# Travail à faire
A - Veuillez afficher sans modification le passage du texte fourni qui commence par les mots contenant « Les Pieds noirs et » et se termine par « restés au pays. ».
B - Dites si chacune des affirmations suivantes concorde avec le texte fourni, en répondant par oui ou par non et en citant littéralement les mots du texte qui permettent de trancher : (i) l'article du « Monde diplomatique » dont il est question date de mai 2008 ; (ii) cet article repose sur les entretiens d'un seul envoyé spécial ; (iii) le colloque d'universitaires parisiens avait pour thème « De quoi les Pieds noirs ont ils eu peur ? ».

Les Pieds noirs et le « Monde diplomatique »

Incroyable article du « Monde diplomatique » de Mai 2008, intitulé « Sans valise ni cercueil, les pieds noirs restés en Algérie... Il s'agit  de démontrer que les Français d'Algérie sont partis en 1962 sous l'effet d'une peur irraisonnée, et que, s'ils n'avaient été des racistes invétérés, leur avenir était assuré dans une Algérie FLN bienveillante et ouverte à tous ses enfants.  Il a fallu pour cette démonstration deux « envoyés spéciaux » interviewant sur place des Pieds noirs  (ou supposé tels) restés au pays.

Bien sur, on note la « coïncidence » avec un grotesque et récent colloque d'universitaires parisiens sur le thème « De quoi les Pieds noirs ont ils eu peur ? » . Question à laquelle ces derniers avaient répondu à peu près unanimement il y a 45 ans en fournissant tous les mêmes témoignages, corroborés par la lecture de la presse quotidienne de l'époque, en une sinistre litanie étalée sur des mois et des mois... et à laquelle de toute manière ils étaient les seuls à pouvoir répondre : moyennant quoi, le colloque en question leur fut pratiquement interdit !

# Section des données
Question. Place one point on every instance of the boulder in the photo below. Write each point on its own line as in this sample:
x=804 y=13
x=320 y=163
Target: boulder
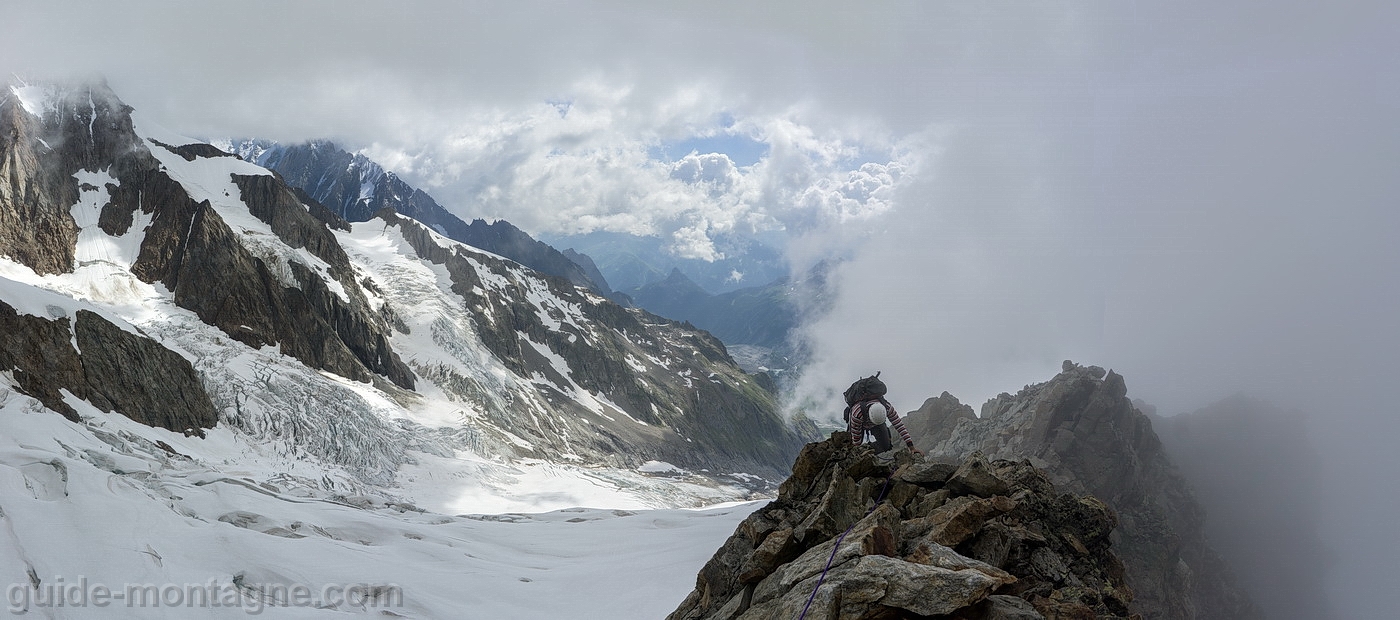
x=853 y=538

# Réponses dans l'ordre
A -
Les Pieds noirs et le « Monde diplomatique »

Incroyable article du « Monde diplomatique » de Mai 2008, intitulé « Sans valise ni cercueil, les pieds noirs restés en Algérie... Il s'agit  de démontrer que les Français d'Algérie sont partis en 1962 sous l'effet d'une peur irraisonnée, et que, s'ils n'avaient été des racistes invétérés, leur avenir était assuré dans une Algérie FLN bienveillante et ouverte à tous ses enfants.  Il a fallu pour cette démonstration deux « envoyés spéciaux » interviewant sur place des Pieds noirs  (ou supposé tels) restés au pays.

B -
(i) Oui : « Incroyable article du « Monde diplomatique » de Mai 2008 ».
(ii) Non : « Il a fallu pour cette démonstration deux « envoyés spéciaux » interviewant sur place des Pieds noirs ».
(iii) Oui : « un grotesque et récent colloque d'universitaires parisiens sur le thème « De quoi les Pieds noirs ont ils eu peur ? » ».